[What you will do]
In the notice about the Adam Smith biography, reproduce the passage starting with "Thursday, September 30, 2010" and going on through "to influence them).", substituting "unmatched" for "unrivalled".

[Source text]

╔══

Thursday, September 30, 2010

The Life of Adam Smith by Ian Ross is Published in a Second Edition

The Second edition (2010) of the definitive biography of Adam Smith is published:

The Life of Adam Smith by Ian Simpson Ross from Oxford University Press (ISBN 978-0-19-955003-6).

Ian Ross’s first edition was published in 1995 and has remained unrivalled for 15 years. It is the premier source for biographical details of Adam Smith. All Smithian scholars and general readers refer to it for authoritative details of his life, his family, his career and the people he met, who influenced him and whom he tried to influence (and how he tried to influence them).

The genesis of his works is discussed, as is his surviving correspondence – and what a range of correspondents - and what he discussed, from the relatively trivial requests for his help in typical 18th-century fashion, hoping to use his interest to secure official appointments, through to major interventions in the big debates of the day, notably in the tragic events leading up to the declaration of the independence by the British colonies in North America.

╚══

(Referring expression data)
╔══

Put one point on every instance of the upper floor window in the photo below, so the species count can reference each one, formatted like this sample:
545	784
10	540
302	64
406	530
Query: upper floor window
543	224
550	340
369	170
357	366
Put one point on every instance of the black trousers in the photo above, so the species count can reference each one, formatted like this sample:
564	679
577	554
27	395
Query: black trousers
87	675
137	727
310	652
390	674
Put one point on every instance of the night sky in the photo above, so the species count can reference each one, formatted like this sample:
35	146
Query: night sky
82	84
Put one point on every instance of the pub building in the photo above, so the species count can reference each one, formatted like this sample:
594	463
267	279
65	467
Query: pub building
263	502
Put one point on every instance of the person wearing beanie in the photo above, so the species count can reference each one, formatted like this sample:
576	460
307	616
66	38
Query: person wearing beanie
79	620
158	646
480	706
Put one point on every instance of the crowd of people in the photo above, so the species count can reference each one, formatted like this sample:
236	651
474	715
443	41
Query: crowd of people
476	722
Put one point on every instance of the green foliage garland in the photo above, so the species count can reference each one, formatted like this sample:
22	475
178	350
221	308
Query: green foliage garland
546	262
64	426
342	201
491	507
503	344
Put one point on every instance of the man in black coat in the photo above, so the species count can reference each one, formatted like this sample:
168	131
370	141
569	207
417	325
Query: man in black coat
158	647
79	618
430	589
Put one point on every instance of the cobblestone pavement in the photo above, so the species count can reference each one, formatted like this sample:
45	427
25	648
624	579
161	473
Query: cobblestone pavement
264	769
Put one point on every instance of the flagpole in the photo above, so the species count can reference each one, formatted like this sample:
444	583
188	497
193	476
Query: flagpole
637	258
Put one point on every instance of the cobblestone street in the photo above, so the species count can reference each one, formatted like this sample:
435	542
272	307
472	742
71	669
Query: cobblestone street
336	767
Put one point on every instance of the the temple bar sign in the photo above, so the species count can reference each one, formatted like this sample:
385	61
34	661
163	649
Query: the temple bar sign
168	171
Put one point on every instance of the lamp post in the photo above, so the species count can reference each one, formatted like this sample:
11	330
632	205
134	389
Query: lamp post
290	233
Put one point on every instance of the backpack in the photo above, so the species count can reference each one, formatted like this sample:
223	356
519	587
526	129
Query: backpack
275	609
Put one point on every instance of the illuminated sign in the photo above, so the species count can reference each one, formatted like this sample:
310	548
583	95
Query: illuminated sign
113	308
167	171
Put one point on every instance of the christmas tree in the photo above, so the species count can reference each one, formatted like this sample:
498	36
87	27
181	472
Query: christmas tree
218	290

╚══

[Solved exercise]
Thursday, September 30, 2010

The Life of Adam Smith by Ian Ross is Published in a Second Edition

The Second edition (2010) of the definitive biography of Adam Smith is published:

The Life of Adam Smith by Ian Simpson Ross from Oxford University Press (ISBN 978-0-19-955003-6).

Ian Ross’s first edition was published in 1995 and has remained unmatched for 15 years. It is the premier source for biographical details of Adam Smith. All Smithian scholars and general readers refer to it for authoritative details of his life, his family, his career and the people he met, who influenced him and whom he tried to influence (and how he tried to influence them).